Start of Reading text

One major source of renewable energy is harvesting solar power by PV solar plants. The technology is becoming more widely used and year on year PVs make up a bigger part of the energy mix in the European Union (EU). In 2018, the EU output of PV electricity reached the 127 TWh, amounting to 3.9% of the EU’s gross electricity output [6]. The coming decade continued growth is foreseen, mostly driven by increased self-consumption and more rooftop PV installations as a path towards a post-lignite era [7].
In order to maximise efficiency and optimise production for energy supply and demand [8], the use of Machine Learning (ML) and Deep Learning (DL) algorithms is being implemented in several application of Artificial Intelligence (AI). Predicting energy production values, plays an important role in PV applications, for both short-term and long-term forecasting horizons, as the prediction accuracy is the main factor in performance applications such as fault prediction and anomalies detection, load balancing and performance monitoring of the system.
The levels of applicability of AI applications on PV plants vary, depending on the specific solutions required to be applied and the available resources for data-driven solutions. AI Applications on PV plants in energy communities, from the simplest to the more advanced, require a significant amount of available infrastructure, interconnections and expertise in order to perform efficiently and leverage the added value. Utilising relevant infrastructure and sensor-based systems, are of major importance for PV plants in order to monitor energy efficiency [9], optimise supply and demand, and perform energy management in general [10]. However, the technological maturity and the available infrastructure in energy communities varies, depending on the activities of the community, its funding capabilities and its participants needs. This poses an issue when a data gathering process takes place in order to produce data-driven applications which can enhance the PV plant’s energy efficiency. Hence, the solutions and the services for energy communities, may be fragmented, in need of redesign and not easily replicable. More specifically, the availability of smart meters in consumers, the several types of sensors (e.g., temperature, humidity, etc.) installed on the PV plants’ sites, their communication interface, and their impact on the implementation of AI applications are factors to consider when developing AI applications for PV plants in energy communities.

End of Reading text
Start of Supplied data

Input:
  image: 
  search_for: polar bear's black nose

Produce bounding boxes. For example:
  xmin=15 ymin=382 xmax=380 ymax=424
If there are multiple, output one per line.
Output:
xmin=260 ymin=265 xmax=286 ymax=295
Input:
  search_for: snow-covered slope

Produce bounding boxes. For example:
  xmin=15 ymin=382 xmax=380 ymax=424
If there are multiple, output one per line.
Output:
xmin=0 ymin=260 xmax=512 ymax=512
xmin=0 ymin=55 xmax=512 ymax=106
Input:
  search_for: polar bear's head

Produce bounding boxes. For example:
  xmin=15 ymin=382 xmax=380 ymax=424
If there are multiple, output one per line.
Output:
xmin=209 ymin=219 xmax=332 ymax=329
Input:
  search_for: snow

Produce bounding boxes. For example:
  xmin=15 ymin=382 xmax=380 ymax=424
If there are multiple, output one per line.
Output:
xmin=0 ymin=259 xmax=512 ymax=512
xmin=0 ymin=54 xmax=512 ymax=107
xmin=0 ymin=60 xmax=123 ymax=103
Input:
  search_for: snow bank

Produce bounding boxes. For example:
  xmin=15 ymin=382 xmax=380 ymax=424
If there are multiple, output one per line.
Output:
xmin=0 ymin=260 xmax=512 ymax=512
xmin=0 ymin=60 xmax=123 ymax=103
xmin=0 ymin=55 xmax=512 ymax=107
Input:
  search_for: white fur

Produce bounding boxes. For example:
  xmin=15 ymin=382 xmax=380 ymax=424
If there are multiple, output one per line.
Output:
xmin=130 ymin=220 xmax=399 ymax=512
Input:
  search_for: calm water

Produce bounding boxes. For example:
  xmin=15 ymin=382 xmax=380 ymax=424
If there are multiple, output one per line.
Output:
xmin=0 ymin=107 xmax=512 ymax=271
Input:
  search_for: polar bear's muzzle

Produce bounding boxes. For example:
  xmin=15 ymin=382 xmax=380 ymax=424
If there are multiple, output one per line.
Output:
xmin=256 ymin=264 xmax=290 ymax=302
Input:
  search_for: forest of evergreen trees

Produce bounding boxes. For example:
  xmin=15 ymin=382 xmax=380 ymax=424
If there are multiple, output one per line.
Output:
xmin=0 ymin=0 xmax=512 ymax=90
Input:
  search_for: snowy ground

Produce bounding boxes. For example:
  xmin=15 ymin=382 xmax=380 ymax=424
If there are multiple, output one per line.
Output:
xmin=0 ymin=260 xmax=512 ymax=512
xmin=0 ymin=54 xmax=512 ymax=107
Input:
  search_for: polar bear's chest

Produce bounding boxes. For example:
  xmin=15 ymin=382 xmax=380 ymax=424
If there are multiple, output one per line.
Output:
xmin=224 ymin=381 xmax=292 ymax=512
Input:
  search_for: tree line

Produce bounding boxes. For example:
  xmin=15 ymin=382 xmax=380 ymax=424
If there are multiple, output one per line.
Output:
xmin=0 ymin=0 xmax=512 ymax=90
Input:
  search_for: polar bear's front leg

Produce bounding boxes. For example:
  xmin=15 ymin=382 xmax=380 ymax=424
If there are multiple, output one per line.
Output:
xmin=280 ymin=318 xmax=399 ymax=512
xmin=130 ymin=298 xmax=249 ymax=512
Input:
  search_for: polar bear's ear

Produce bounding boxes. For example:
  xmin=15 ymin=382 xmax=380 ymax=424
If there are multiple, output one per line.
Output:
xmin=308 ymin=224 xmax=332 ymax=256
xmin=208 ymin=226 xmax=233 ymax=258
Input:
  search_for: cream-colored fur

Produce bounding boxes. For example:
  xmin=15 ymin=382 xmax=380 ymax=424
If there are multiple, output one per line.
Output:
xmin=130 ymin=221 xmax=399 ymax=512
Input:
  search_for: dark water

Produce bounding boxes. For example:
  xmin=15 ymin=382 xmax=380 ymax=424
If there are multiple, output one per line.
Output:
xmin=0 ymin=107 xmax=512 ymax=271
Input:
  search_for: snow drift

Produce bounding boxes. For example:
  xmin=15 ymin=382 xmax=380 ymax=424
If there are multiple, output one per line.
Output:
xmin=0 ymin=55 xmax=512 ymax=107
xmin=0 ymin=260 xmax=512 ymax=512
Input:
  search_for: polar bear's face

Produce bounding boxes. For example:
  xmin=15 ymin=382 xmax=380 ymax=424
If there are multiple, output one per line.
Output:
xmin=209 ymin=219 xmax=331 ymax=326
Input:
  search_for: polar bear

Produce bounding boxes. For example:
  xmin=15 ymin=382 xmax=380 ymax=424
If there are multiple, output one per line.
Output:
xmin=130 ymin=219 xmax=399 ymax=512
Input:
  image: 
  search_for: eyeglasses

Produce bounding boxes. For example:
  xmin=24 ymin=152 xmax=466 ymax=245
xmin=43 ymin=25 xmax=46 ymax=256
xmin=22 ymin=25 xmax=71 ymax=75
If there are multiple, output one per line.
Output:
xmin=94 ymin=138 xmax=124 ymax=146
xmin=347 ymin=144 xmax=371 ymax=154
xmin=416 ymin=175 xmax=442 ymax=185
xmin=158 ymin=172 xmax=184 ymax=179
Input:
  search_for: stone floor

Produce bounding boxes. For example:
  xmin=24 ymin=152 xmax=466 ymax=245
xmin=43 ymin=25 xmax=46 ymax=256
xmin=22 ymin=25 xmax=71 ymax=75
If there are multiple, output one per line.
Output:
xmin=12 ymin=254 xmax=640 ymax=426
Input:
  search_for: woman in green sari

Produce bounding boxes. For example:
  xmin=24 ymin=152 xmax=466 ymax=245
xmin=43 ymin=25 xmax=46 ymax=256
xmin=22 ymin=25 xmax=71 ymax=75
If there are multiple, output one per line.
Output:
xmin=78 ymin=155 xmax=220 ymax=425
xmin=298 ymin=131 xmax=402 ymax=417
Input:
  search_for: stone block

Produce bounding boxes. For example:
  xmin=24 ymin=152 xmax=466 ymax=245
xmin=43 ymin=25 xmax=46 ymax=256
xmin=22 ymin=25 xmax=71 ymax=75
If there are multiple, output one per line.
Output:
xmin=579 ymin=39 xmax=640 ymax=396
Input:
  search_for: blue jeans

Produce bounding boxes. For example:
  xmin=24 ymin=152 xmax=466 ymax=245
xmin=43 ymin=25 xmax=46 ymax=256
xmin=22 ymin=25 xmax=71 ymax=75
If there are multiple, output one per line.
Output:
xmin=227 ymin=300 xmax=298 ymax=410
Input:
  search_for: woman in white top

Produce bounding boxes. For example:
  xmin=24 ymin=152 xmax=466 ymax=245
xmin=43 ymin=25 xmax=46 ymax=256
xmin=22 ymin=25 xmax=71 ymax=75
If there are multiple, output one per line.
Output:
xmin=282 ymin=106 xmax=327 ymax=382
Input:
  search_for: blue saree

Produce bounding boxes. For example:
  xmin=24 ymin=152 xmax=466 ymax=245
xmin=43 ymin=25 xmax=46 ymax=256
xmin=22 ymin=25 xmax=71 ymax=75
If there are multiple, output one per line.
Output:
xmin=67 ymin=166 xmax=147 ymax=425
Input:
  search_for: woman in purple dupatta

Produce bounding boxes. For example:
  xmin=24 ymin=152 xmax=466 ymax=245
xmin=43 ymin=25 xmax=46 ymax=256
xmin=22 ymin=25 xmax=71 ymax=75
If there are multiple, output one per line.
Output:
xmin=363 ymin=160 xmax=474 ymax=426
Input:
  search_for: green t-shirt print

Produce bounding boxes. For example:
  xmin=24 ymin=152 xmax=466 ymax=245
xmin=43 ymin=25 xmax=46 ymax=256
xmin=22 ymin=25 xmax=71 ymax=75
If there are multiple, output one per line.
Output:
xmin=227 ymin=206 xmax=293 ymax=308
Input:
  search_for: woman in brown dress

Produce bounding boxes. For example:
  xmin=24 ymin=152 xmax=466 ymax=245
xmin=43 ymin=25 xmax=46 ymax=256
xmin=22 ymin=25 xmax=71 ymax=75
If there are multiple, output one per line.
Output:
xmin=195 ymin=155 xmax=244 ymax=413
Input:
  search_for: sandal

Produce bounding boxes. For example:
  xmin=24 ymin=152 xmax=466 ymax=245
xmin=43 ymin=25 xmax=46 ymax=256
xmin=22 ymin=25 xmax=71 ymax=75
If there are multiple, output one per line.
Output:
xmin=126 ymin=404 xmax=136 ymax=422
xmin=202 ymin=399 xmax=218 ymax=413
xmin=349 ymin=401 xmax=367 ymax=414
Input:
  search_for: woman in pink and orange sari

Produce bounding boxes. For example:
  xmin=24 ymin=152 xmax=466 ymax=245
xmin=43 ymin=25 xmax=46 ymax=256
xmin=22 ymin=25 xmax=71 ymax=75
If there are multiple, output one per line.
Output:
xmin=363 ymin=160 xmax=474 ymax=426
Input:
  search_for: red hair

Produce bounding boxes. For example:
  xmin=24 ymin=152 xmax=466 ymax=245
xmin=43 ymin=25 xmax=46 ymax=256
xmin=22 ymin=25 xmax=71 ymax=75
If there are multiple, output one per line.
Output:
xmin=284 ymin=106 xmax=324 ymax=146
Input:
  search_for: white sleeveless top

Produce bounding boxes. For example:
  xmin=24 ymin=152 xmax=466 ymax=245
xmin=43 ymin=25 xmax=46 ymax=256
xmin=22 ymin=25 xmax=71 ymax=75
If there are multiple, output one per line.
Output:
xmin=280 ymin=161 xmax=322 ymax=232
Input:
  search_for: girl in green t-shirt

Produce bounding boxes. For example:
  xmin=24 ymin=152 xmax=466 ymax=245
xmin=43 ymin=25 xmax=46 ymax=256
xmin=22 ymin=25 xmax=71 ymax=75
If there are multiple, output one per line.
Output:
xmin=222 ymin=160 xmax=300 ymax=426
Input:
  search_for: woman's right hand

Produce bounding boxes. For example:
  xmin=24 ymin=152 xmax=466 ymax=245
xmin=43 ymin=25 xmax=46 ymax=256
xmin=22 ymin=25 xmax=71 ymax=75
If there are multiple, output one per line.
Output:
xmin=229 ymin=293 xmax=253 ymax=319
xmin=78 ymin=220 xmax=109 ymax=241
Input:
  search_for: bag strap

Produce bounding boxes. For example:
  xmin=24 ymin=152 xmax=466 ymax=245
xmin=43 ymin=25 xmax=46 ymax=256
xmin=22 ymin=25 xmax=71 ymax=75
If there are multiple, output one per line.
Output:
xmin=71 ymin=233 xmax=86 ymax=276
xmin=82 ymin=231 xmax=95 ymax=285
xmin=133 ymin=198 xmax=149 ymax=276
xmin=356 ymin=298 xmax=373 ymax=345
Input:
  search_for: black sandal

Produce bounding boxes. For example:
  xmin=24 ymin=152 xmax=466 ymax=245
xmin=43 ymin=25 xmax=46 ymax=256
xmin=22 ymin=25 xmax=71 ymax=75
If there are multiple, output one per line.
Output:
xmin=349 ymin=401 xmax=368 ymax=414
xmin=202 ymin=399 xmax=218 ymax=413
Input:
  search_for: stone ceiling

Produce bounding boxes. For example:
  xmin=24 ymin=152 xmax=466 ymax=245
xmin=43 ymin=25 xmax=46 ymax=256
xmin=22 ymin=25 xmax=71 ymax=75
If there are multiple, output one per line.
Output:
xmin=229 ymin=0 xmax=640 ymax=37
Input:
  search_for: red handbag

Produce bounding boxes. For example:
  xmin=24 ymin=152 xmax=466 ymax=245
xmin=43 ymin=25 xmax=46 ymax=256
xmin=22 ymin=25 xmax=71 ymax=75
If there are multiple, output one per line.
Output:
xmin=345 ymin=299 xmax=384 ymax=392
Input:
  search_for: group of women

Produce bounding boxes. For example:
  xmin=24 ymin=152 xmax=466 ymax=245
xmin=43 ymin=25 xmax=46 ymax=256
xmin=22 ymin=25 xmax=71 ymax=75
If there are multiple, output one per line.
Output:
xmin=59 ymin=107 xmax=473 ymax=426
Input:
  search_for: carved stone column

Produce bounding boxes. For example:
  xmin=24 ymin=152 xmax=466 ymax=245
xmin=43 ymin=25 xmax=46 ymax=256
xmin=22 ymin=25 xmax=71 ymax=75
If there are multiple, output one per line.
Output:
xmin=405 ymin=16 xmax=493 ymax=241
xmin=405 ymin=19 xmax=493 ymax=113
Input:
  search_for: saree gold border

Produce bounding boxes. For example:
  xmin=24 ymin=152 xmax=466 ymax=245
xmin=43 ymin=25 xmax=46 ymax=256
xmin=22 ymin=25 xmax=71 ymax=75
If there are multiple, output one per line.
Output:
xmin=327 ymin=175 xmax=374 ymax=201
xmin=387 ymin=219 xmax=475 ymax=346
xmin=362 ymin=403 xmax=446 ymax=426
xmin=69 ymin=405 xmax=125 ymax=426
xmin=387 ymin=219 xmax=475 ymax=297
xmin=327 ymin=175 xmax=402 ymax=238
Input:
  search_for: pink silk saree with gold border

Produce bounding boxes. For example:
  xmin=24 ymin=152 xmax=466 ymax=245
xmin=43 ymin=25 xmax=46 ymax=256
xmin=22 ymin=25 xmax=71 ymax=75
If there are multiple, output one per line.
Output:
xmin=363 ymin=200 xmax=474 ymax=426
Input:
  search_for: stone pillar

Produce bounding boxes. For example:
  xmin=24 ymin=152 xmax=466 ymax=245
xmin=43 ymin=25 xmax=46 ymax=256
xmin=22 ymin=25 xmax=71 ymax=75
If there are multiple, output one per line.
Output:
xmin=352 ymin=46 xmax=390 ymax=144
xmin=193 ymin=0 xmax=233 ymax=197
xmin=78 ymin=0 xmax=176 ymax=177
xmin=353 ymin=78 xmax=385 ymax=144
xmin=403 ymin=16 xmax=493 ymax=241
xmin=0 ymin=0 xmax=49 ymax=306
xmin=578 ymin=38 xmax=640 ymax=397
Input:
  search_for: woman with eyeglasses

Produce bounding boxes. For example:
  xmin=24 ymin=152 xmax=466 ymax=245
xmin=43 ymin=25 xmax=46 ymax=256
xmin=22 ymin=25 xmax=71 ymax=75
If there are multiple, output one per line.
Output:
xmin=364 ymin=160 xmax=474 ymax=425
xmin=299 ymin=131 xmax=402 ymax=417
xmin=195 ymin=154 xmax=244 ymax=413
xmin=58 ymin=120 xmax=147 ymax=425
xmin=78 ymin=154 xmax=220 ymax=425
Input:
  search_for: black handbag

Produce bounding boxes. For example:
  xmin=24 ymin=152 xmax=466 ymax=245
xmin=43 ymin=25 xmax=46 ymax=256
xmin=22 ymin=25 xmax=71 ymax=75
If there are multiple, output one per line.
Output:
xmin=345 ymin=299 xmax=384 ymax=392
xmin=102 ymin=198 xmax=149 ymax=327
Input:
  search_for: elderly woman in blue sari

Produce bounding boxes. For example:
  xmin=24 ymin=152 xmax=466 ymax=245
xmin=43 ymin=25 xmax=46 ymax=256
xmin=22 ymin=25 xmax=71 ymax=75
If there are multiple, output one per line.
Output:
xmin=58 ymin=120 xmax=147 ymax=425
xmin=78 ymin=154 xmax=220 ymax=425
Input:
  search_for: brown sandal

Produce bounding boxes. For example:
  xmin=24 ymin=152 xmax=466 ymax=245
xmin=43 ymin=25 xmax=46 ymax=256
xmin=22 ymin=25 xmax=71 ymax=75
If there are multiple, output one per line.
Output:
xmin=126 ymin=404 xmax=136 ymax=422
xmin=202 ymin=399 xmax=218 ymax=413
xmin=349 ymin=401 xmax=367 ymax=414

End of Supplied data

§ **To be done**:
a - Answer these questions using the text on solar power and AI, one line each:
(i) What share of the EU's gross electricity output did PV electricity reach in 2018?
(ii) What does the text call the main factor in performance applications?
(iii) What three things does the technological maturity and available infrastructure in energy communities depend on?
b - Carry on writing the text on solar power and AI from the point where it stops.

§ **Responses for each task**:
a -
(i) 3.9%
(ii) The prediction accuracy
(iii) The activities of the community, its funding capabilities and its participants' needs

b -
Forecasting the future performance of a PV plant in several scales has been examined in literature, by applying several algorithms and architectures in order to achieve high accuracy.
A data-driven approach, studying two different feature sets based on the lagged power data and their descriptive statistics, and testing Neural Networks (NN), Support Vector Machines (SVR), Random Forests (RF), Long Short Term Memory (LSTM) and Convolutional Neural Networks (CNN) has been proposed to forecast PV power production at aggregated regional level (farm level) [11].
A Deep Extreme Learning Machine (DELM), combined with Enhanced Colliding Bodies Optimisation (ECBO) and Variational Mode Decomposition (VMD) to forecast the PV production of up to 4 hours, using the historical PV production data and forecasted solar irradiance (by using numerical weather prediction) has also been proposed [12].
Integration of the smart persistence prediction algorithm, irradiance and historical production data using RFs, has been proposed to predict PV power, by including a set of features that combines historical data, predictions, averages and variances for training and validation of the algorithm, which improve the accuracy of short-term forecasts [13].
For forecasting the short-term power generated by PV panels, a deep Recurrent Neural Network (RNN) has also been proposed, utilising on-site weather IOT dataset (solar irradiance, module temperature, ambient temperature, humidity and wind speed) and electrical data (DC current and voltage) [14]. Weather data (ambient temperature, atmospheric pressure, solar irradiance, wind speed and relative humidity) with historical production measurements has also been used in a supervised sequence to sequence deep learning model with attention, to forecast PV power production [15].
An ensemble model of two LSTMs with Attention Mechanism on the temperature and power time series to forecast the short-term production using the historical temperature and production data has also been proposed [16]. Discriminative deep models including autoencoders, LSTM networks, Rectified Linear Units, and CNNs for spatiotemporal pattern recognition has been examined to estimate PV energy production, given historical measurements [17]. In this approach, the PV production prediction combined with dictionary learning, is also used for behind-the-meter energy disaggregation in residential and commercial customers.
The performance of several algorithms (LSTM, MLR, SVR, XGBoost, BNN and RT) has also been examined with several weather variables and the historical PV to forecast the next hours’ [18] and the day ahead [19] PV production.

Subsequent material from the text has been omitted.